WHAT IS NEEDED -
Turn every line of the entries below into a Markdown table with two columns, Row and Line: number each line in Row and put its text in Line. Leave out blank lines.

Dataset records about object locations:

-- Start --

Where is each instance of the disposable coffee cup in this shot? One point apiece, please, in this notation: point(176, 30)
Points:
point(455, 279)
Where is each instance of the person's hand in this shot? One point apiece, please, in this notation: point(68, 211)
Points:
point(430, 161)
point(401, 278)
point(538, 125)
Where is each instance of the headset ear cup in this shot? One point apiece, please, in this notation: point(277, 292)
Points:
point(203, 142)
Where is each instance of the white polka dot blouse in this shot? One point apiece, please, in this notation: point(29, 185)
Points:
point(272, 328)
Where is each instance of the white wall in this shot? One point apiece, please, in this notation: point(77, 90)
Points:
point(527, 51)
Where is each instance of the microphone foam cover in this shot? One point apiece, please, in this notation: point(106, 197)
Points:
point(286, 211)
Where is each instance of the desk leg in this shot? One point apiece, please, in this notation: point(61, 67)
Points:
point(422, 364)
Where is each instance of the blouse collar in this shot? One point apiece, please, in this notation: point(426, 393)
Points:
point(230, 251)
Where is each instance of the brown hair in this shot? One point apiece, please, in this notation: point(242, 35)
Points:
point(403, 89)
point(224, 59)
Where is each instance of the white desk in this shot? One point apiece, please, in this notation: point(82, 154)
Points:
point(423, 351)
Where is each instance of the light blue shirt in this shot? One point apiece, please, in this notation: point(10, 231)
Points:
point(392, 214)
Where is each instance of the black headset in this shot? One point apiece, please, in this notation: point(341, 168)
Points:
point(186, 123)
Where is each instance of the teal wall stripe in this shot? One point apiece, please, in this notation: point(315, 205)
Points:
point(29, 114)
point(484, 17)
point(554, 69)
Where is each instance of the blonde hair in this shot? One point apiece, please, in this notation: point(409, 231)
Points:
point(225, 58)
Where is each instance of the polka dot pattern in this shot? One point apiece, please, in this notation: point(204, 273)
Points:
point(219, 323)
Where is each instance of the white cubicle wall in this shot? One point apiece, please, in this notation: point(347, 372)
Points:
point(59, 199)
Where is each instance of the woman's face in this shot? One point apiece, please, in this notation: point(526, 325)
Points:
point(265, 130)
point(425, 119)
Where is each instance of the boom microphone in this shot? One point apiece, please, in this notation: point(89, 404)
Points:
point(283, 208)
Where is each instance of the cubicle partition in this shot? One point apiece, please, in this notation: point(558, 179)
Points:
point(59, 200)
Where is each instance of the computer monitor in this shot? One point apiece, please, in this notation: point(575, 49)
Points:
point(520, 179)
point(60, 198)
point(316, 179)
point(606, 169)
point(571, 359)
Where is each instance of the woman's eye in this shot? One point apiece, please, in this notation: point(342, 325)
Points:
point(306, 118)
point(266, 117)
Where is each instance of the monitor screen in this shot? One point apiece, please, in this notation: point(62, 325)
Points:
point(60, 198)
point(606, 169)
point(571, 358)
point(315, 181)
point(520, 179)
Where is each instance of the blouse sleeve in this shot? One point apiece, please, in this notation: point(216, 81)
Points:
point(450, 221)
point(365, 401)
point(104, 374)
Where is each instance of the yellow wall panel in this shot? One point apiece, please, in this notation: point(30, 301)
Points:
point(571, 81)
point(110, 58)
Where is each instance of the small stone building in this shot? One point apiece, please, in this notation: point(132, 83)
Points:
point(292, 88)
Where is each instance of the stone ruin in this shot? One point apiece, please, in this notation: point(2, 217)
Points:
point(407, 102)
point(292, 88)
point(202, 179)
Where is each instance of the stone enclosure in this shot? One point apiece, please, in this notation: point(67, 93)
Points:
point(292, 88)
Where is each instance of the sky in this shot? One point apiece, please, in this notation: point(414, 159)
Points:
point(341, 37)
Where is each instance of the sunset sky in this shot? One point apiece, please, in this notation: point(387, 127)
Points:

-- End --

SOLUTION TO THIS EXERCISE -
| Row | Line |
|---|---|
| 1 | Where is each instance of the disposable coffee cup in this shot? One point apiece, please, in this notation: point(176, 30) |
| 2 | Points: |
| 3 | point(455, 279) |
| 4 | Where is each instance of the person's hand in this shot? One point apiece, please, in this notation: point(68, 211) |
| 5 | Points: |
| 6 | point(430, 161) |
| 7 | point(401, 278) |
| 8 | point(538, 125) |
| 9 | Where is each instance of the headset ear cup in this shot? One point apiece, please, in this notation: point(277, 292) |
| 10 | Points: |
| 11 | point(203, 142) |
| 12 | Where is each instance of the white polka dot blouse in this shot? One point apiece, please, in this notation: point(29, 185) |
| 13 | Points: |
| 14 | point(272, 328) |
| 15 | Where is each instance of the white wall in this shot? One point apiece, please, in this notation: point(77, 90) |
| 16 | Points: |
| 17 | point(527, 51) |
| 18 | Where is each instance of the microphone foam cover in this shot? One point apiece, please, in this notation: point(106, 197) |
| 19 | Points: |
| 20 | point(286, 211) |
| 21 | Where is each instance of the desk leg in this shot? One point apiece, please, in this notation: point(61, 67) |
| 22 | Points: |
| 23 | point(422, 364) |
| 24 | Where is each instance of the blouse collar in this shot? One point apiece, please, in this notation: point(426, 393) |
| 25 | Points: |
| 26 | point(230, 251) |
| 27 | Where is each instance of the brown hair in this shot? One point apiece, please, in this notation: point(242, 35) |
| 28 | Points: |
| 29 | point(403, 89) |
| 30 | point(224, 59) |
| 31 | Where is each instance of the white desk in this shot? One point apiece, please, in this notation: point(82, 154) |
| 32 | Points: |
| 33 | point(423, 351) |
| 34 | Where is each instance of the light blue shirt in this shot? One point apiece, please, in this notation: point(10, 231) |
| 35 | Points: |
| 36 | point(392, 214) |
| 37 | Where is each instance of the black headset in this shot? One point apiece, please, in this notation: point(341, 168) |
| 38 | Points: |
| 39 | point(186, 123) |
| 40 | Where is each instance of the teal wall stripe in this shot? One point apiece, please, in this notation: point(315, 205) |
| 41 | Points: |
| 42 | point(29, 114) |
| 43 | point(484, 17) |
| 44 | point(554, 69) |
| 45 | Where is each instance of the blonde hair in this shot? One point apiece, please, in this notation: point(409, 231) |
| 46 | Points: |
| 47 | point(225, 58) |
| 48 | Where is each instance of the polka dot pattern in this shot? One point apiece, please, in this notation: point(204, 273) |
| 49 | Points: |
| 50 | point(219, 323) |
| 51 | Where is each instance of the white cubicle wall in this shot? One point apiece, please, in this notation: point(347, 372) |
| 52 | Points: |
| 53 | point(59, 199) |
| 54 | Where is each instance of the woman's face in this shot? One point apiece, please, in this notation: point(526, 325) |
| 55 | Points: |
| 56 | point(265, 130) |
| 57 | point(425, 119) |
| 58 | Where is each instance of the boom microphone in this shot? One point apiece, please, in this notation: point(89, 404) |
| 59 | Points: |
| 60 | point(283, 208) |
| 61 | Where is each instance of the cubicle partition in this shot? One point apiece, please, in this notation: point(558, 179) |
| 62 | Points: |
| 63 | point(59, 200) |
| 64 | Where is each instance of the computer monitor in this shot? One point apiece, please, in this notation: point(575, 49) |
| 65 | Points: |
| 66 | point(520, 179) |
| 67 | point(60, 198) |
| 68 | point(316, 179) |
| 69 | point(606, 169) |
| 70 | point(571, 359) |
| 71 | Where is each instance of the woman's eye in this shot? One point apiece, please, in this notation: point(342, 325) |
| 72 | Points: |
| 73 | point(306, 118) |
| 74 | point(266, 117) |
| 75 | Where is each instance of the monitor screen in this shot? One point apiece, please, in this notation: point(62, 325) |
| 76 | Points: |
| 77 | point(60, 198) |
| 78 | point(606, 169) |
| 79 | point(571, 358) |
| 80 | point(315, 181) |
| 81 | point(520, 179) |
| 82 | Where is each instance of the blouse sleeve in this shot? One point apiece, please, in this notation: point(216, 81) |
| 83 | Points: |
| 84 | point(450, 221) |
| 85 | point(365, 401) |
| 86 | point(104, 374) |
| 87 | Where is each instance of the yellow wall panel in this shot? One point apiece, please, in this notation: point(30, 301) |
| 88 | Points: |
| 89 | point(571, 81) |
| 90 | point(110, 58) |
| 91 | Where is each instance of the small stone building in this shot? One point apiece, please, in this notation: point(132, 83) |
| 92 | Points: |
| 93 | point(292, 88) |
| 94 | Where is each instance of the stone ruin in this shot? One point apiece, please, in this notation: point(2, 217) |
| 95 | Points: |
| 96 | point(407, 102) |
| 97 | point(292, 88) |
| 98 | point(202, 179) |
| 99 | Where is each instance of the stone enclosure in this shot? One point apiece, please, in this notation: point(67, 93) |
| 100 | Points: |
| 101 | point(292, 88) |
| 102 | Where is each instance of the sky in this shot? One point apiece, please, in this notation: point(414, 159) |
| 103 | Points: |
| 104 | point(341, 37) |
| 105 | Where is each instance of the sunset sky in this shot? One point apiece, please, in this notation: point(387, 127) |
| 106 | Points: |